Task:
In the passage on the inhibitor's biodegradation, how much dissolved organic carbon was removed after 28 days?
--- Excerpted passage Enclosed Below ---
Beyond its performance attributes, several tests suggest a superior environmental profile. EPA’s EPI Suite (BIOWIN models) estimated that this inhibitor would be readily biodegradable under aerobic conditions. This prediction was confirmed experimentally via a screening test based on the OECD 301F guideline. According to this test, the inhibitor can be considered “readily biodegradable” because it reached 120% biodegradation at the end of the 28-day study. The 120% is based on biological oxygen demand at 28 days compared with the theoretical oxygen demand of the test material. The biodegradation percentage in this OECD 301F test may be higher than 100% due to additional oxygen consumption other than the amount required for the bio-oxidation of the test material.  Dissolved organic carbon removal was 98% after 28 days, which suggests that the test material was completely degraded. These results are being validated by a more stringent GLP OECD 306 biodegradation test in seawater.
--- End of Enclosed Excerpted passage ---
--- Input data Enclosed Below ---
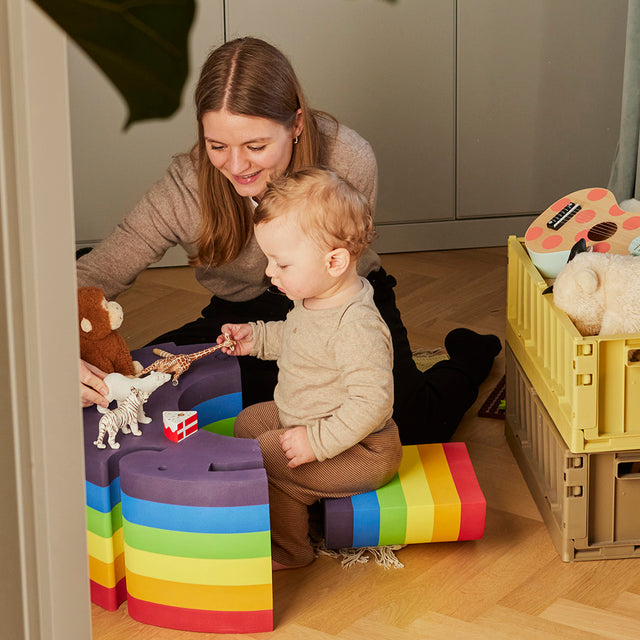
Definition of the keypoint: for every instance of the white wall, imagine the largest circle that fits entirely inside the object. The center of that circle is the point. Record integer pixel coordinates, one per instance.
(44, 588)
--- End of Enclosed Input data ---
Exercise output:
98%